** Begin Excerpted text **

Like Karrot said, it is very much buyer beware, especially in an auction scenario. Is there any trainers/instructors/experienced horsemen you know that would be willing to go with you and help? Anyone experienced will be able to spot a drugged horse with just a semi-close examination of the animal. Plus, an experienced friend could help to spot subtle lamenesses, potential training issues and other things that a first time buyer wouldn't really have the knowledge to spot.
     
    07-08-2012, 04:15 PM
  #4
Yearling
Quote:
Originally Posted by Echosong    
I am aware that horse auctions are not the best place for someone to buy their first horse, but what about horse auctions that are run by the amish? Especially if you're going with someone who does regular business with the amish? Should I still be watching out for drugging and lounging, or is their are things I should be watching for?
From past experiences I've had in dealing with the Amish, you should keep in mind Amish start em young and work their horses HARD. Especially any horse broke to cart/carriage. This hard work can lead to unsoundness later on in life.

It takes a good eye to spot signs of current or future unsoundness, so I have to agree with what others have posted-don't buy your first one at auction
     
    07-08-2012, 04:28 PM
  #5
Started
Regardless of who is running the auction, to me the two important auction rules to remember are:-

1 Only buy it if you are wholly prepared to the potential that you might be bringing it back to the auction next month, and may lose all your money in so doing.

2 There is a reason that it is being sold at auction, rather than in the local/internet ads. This reason is not normally because 'the owner is pregnant/needs a quick sale/likes going to auctions'

If you are absolutely hand-on-heart bought into both (1) and (2), then I will add that I have seen some lovely horses bought for a song at auction, that go on to be someone's dream horse.

** End Excerpted text **

_Given task A:_
In the horse auction text, list the kinds of people suggested as possible companions for the buyer.
_Given task B:_
In the records, lay out as a Markdown table every line from the line with "One point belongs to every instance of the man's" up to and including the last line of the records, with columns named Row and Line and no blank lines.
The forum text and the records have nothing to do with each other.

** Begin Data for this task **

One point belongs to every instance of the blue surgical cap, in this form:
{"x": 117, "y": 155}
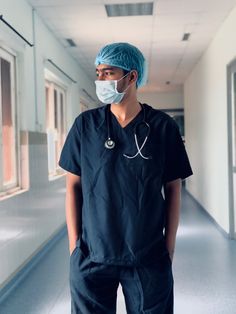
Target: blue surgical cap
{"x": 124, "y": 56}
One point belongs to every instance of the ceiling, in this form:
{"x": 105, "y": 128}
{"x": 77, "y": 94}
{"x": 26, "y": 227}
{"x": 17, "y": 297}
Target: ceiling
{"x": 158, "y": 36}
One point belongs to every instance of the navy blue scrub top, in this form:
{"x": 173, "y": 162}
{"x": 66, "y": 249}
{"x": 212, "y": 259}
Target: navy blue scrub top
{"x": 123, "y": 211}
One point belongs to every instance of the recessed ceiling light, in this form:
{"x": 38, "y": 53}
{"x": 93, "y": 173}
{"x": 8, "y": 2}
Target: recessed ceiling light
{"x": 129, "y": 9}
{"x": 71, "y": 42}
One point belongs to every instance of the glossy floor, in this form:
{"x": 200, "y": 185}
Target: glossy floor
{"x": 204, "y": 270}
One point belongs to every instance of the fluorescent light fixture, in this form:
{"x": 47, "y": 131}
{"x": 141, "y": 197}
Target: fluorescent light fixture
{"x": 186, "y": 36}
{"x": 129, "y": 9}
{"x": 71, "y": 42}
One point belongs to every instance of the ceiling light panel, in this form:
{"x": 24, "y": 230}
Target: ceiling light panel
{"x": 129, "y": 9}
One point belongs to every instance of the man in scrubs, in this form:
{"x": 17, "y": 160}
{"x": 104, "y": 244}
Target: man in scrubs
{"x": 124, "y": 162}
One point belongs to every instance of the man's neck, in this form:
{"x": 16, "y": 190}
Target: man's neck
{"x": 126, "y": 111}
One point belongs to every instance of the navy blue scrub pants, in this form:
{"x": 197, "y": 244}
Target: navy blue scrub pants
{"x": 146, "y": 289}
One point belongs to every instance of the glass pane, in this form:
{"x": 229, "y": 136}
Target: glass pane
{"x": 47, "y": 108}
{"x": 55, "y": 110}
{"x": 7, "y": 124}
{"x": 234, "y": 117}
{"x": 62, "y": 114}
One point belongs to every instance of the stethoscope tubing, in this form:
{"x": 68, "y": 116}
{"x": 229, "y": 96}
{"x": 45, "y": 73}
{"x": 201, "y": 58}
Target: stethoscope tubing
{"x": 110, "y": 144}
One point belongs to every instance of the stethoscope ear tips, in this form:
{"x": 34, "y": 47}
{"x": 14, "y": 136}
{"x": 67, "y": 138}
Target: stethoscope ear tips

** End Data for this task **

_Final answer A:_
- trainers
- instructors
- experienced horsemen

_Final answer B:_
| Row | Line |
|---|---|
| 1 | One point belongs to every instance of the man's neck, in this form: |
| 2 | {"x": 16, "y": 190} |
| 3 | Target: man's neck |
| 4 | {"x": 126, "y": 111} |
| 5 | One point belongs to every instance of the navy blue scrub pants, in this form: |
| 6 | {"x": 197, "y": 244} |
| 7 | Target: navy blue scrub pants |
| 8 | {"x": 146, "y": 289} |
| 9 | One point belongs to every instance of the glass pane, in this form: |
| 10 | {"x": 229, "y": 136} |
| 11 | Target: glass pane |
| 12 | {"x": 47, "y": 108} |
| 13 | {"x": 55, "y": 110} |
| 14 | {"x": 7, "y": 124} |
| 15 | {"x": 234, "y": 117} |
| 16 | {"x": 62, "y": 114} |
| 17 | One point belongs to every instance of the stethoscope tubing, in this form: |
| 18 | {"x": 68, "y": 116} |
| 19 | {"x": 229, "y": 96} |
| 20 | {"x": 45, "y": 73} |
| 21 | {"x": 201, "y": 58} |
| 22 | Target: stethoscope tubing |
| 23 | {"x": 110, "y": 144} |
| 24 | One point belongs to every instance of the stethoscope ear tips, in this form: |
| 25 | {"x": 34, "y": 47} |
| 26 | {"x": 14, "y": 136} |
| 27 | {"x": 67, "y": 138} |
| 28 | Target: stethoscope ear tips |